» **TASK DESCRIPTION**: With nothing added and nothing dropped, copy the entire listing.

%%

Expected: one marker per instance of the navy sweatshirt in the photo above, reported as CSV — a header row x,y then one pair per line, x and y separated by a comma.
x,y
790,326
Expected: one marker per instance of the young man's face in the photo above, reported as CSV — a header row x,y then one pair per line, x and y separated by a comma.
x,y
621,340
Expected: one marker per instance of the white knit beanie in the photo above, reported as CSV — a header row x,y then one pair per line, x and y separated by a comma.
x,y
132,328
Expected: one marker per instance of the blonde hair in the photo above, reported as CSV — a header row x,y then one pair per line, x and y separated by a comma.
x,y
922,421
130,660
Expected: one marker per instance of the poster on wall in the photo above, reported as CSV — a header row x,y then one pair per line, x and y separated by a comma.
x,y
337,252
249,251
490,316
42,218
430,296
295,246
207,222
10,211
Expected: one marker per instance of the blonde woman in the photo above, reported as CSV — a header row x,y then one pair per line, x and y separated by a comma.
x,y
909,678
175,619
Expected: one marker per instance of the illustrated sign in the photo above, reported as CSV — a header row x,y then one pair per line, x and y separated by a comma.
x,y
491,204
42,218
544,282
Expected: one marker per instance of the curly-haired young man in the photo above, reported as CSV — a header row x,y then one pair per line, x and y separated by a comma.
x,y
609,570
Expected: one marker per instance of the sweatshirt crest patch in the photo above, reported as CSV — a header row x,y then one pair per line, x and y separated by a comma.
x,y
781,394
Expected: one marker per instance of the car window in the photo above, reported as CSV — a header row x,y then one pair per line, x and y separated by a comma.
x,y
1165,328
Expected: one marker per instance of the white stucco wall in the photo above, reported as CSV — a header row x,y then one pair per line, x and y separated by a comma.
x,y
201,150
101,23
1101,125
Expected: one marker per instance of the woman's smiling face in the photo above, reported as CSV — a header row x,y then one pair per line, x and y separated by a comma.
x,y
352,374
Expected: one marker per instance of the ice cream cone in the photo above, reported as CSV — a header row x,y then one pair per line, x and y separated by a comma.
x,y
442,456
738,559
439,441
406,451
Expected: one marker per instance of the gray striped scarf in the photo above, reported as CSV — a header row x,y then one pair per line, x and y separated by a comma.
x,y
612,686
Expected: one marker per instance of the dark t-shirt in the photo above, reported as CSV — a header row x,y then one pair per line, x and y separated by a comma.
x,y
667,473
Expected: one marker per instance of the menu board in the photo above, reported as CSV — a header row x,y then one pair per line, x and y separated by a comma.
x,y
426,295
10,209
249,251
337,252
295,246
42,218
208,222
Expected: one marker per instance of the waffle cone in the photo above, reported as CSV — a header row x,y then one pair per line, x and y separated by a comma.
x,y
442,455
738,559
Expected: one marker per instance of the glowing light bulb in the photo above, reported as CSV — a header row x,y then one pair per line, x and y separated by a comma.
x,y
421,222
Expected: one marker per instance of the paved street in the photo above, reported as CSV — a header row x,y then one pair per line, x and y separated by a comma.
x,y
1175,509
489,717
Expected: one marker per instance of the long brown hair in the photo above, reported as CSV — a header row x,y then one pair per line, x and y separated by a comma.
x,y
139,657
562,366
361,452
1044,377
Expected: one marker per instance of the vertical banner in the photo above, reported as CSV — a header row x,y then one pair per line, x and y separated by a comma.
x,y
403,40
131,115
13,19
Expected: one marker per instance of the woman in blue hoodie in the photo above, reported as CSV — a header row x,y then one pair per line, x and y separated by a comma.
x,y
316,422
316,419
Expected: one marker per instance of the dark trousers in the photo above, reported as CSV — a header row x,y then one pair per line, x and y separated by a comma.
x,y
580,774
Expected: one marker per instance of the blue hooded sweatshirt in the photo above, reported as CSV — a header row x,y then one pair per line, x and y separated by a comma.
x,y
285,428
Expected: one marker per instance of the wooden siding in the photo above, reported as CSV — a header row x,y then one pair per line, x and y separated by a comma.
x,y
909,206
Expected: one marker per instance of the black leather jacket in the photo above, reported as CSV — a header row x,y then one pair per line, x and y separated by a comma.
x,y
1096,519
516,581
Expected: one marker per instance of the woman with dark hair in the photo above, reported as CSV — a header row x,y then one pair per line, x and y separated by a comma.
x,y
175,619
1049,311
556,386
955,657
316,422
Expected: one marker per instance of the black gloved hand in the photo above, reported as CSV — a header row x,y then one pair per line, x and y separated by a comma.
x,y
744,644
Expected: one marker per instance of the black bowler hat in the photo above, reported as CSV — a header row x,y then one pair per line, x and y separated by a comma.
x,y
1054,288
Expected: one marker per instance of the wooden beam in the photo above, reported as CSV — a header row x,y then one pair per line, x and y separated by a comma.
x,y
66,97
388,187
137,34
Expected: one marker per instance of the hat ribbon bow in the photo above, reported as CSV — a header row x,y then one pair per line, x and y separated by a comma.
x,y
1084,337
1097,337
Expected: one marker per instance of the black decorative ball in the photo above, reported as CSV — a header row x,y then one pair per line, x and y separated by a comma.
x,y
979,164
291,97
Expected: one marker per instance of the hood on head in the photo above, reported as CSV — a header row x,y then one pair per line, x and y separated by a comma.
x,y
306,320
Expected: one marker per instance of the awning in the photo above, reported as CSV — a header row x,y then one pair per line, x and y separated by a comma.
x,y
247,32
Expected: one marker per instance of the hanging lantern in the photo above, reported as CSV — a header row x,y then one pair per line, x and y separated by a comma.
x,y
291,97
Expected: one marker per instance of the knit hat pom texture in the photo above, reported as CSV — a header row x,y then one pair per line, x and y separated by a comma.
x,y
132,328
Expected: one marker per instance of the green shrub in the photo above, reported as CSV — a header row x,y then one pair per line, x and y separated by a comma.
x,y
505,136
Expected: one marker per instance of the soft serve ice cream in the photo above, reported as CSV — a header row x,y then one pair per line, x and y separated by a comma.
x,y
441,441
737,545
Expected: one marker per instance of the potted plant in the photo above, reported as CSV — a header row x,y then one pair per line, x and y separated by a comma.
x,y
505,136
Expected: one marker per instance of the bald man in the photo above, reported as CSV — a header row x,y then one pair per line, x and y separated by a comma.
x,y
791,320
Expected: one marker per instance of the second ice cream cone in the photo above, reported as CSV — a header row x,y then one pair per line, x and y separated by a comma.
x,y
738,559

%%

» **OUTPUT OF THE EXERCISE**:
Expected: one marker per instance of the navy sweatshirt in the photo above, reported as CSV — a header row x,y then one pair per line, x and y separated by a comma.
x,y
790,326
Expected: one marker per instance of the young man's face in the photo above, reported as CSV — a header row x,y then one pair per line, x and y separated by a comma.
x,y
621,340
Expected: one marker per instance of the white knit beanie in the photo above, reported as CSV — a header row x,y then one pair per line, x and y separated by a comma.
x,y
132,328
Expected: one marker per instance of the blonde hair in the photo above, reported as CSV — a header row x,y then one pair per line, x and y separated by a comma.
x,y
922,421
130,660
Expected: one marker per instance of the poster on wall in the photo above, reported as CSV — a header row x,y then one pair per line, x and y separated by a comma.
x,y
337,252
249,251
490,316
42,218
430,296
295,246
207,222
10,211
Expected: one marker per instance of the blonde woman in the photo above, reported as CSV — a header row x,y then one pair per line, x and y separated by a comma.
x,y
909,678
175,619
Expected: one marker per instance of the illustrated sign in the photo above, reported as CSV — a header row x,y then one pair per line, x and y separated by a comma.
x,y
491,204
42,218
544,282
Expected: one marker per instance of the curly-haired young man in the photo above, reported as CSV — a header row x,y then one pair per line, x and y separated by a comma.
x,y
609,570
Expected: one marker per instance of the sweatshirt crest patch in the photo above, reported as CSV — a header row x,y then one pair per line, x and y separated by a comma.
x,y
781,394
Expected: one marker per instance of the car window in the photo above, reported as CSV — a header row x,y then one pair per line, x and y separated by a comma.
x,y
1165,328
Expected: one marker per instance of the white stucco wall in the photo above, reported as CSV — a header row x,y then one pair per line, x and y separated by a comma.
x,y
201,150
101,23
1101,125
Expected: one marker per instance of the woman's smiling face in the photo above, reported as CSV — a header row x,y then one pair per line, x and y separated by a comma.
x,y
352,374
Expected: one marker per instance of the ice cream cone in the photo above, reported as CSV — a header row x,y then one pair per line, x and y separated by a comma.
x,y
442,456
738,559
439,441
406,451
Expected: one marker per instance of the gray striped scarf in the photo above, reported as CSV — a header row x,y then one pair per line, x and y separated by a comma.
x,y
612,686
Expected: one marker per instance of the dark t-shirt in the photo above, reported as CSV — a header row x,y then one pair per line, x and y separated by a comma.
x,y
667,473
Expected: one marker per instance of the menu board in the photo above, reported as CSV — a header row x,y then one pair per line, x and y separated by a comma.
x,y
426,295
10,209
249,251
337,252
295,246
42,218
208,222
Expected: one marker per instance of the waffle cone in the photo above, reported as CSV — a header row x,y then one pair per line, x and y separated by a comma.
x,y
442,455
738,559
Expected: one marker per instance of the glowing light bulb in the photo above, reported as CSV — a header row x,y then one pair per line, x and y separated by a comma.
x,y
421,222
Expected: one marker per instance of the paved street in the photo above, reported as CSV — a header row x,y then one pair per line, x and y separated by a comma.
x,y
1175,509
489,717
Expected: one marker per instance of the long brown hair in the photo above, reported as CSV — a header row x,y then one pair per line, x and y separated by a comma.
x,y
139,657
562,366
361,452
1044,377
Expected: one marker per instance of the vertical banner in the photo above, reported as CSV — a header row x,y then one pair per line, x and y separated by a comma.
x,y
403,40
131,115
13,19
Expected: one marker per instance of the woman in blue hoodie in the photo above, reported as CSV — a header row x,y then one pair per line, x and y separated by a comma.
x,y
316,422
316,419
Expected: one marker per instance of the dark trousers in the photo above, reported as CSV — a header row x,y then one pair per line, x and y separated by a comma.
x,y
580,774
Expected: one marker per instance of the blue hooded sweatshirt in the photo above, reported as CSV — a header row x,y then one pair per line, x and y separated by a comma.
x,y
285,428
Expected: one marker per instance of the wooden siding in the photo above, reported as CSV — a header row x,y then one pair per line, x and y separated by a comma.
x,y
909,206
Expected: one marker per instance of the black leather jacket in the photo above, reported as CSV — a header row x,y then one pair per line, x and y separated by a comma.
x,y
1096,519
516,581
Expected: one marker per instance of the woman with dark hair in the photo above, reported as CSV — a header row x,y then one pair per line, x and y separated by a comma.
x,y
175,619
1049,311
556,386
955,657
316,422
Expected: one marker per instance of the black gloved hand in the photo above, reported as CSV — a header row x,y then one pair per line, x and y separated by a comma.
x,y
744,644
Expected: one marker per instance of the black bowler hat in the photo above, reported as CSV — a header row x,y then one pair per line, x and y separated by a comma.
x,y
1054,288
Expected: one marker per instance of the wooden beam in the photo above, reported as CSV — a header row x,y then one pair per line, x and y separated by a comma.
x,y
66,97
388,187
137,34
Expected: one marker per instance of the hat ribbon bow in the photo above, reported as CSV — a header row x,y then one pair per line, x and y separated by a comma.
x,y
1084,337
1097,337
Expected: one marker per instance of the black decorative ball in the photo above, reported as CSV — a header row x,y then one pair per line, x and y separated by a comma.
x,y
979,164
291,97
Expected: one marker per instance of the hood on head in the photo above, reported as CSV — a header row x,y then one pair per line, x and y separated by a comma.
x,y
306,320
Expected: one marker per instance of the awning in the photo above, reported as CSV — a header row x,y then one pair per line, x and y separated by a comma.
x,y
247,32
Expected: one marker per instance of the hanging lantern in the photo above, reported as CSV — a header row x,y then one pair per line, x and y separated by a comma.
x,y
291,97
Expected: one marker per instance of the knit hat pom texture in the photo above, reported as CSV — a header row x,y then one pair per line, x and y separated by a comma.
x,y
132,328
Expected: one marker per instance of the green shrub in the photo above, reported as CSV — a header row x,y then one pair per line, x and y separated by a comma.
x,y
505,136
Expected: one marker per instance of the soft serve ice cream in the photo above, reported as CSV — a header row x,y then one pair per line, x and y separated by a comma.
x,y
441,441
737,545
Expected: one marker per instance of the potted plant in the photo above, reported as CSV — a header row x,y then one pair per line, x and y separated by a comma.
x,y
505,136
Expected: one marker per instance of the bald man in the photo above, reported as CSV — a header row x,y then one pair per line, x and y separated by a comma.
x,y
791,320
Expected: one marker per instance of the second ice cream cone in the photo above, reported as CSV — a header row x,y then one pair per line, x and y separated by a comma.
x,y
738,559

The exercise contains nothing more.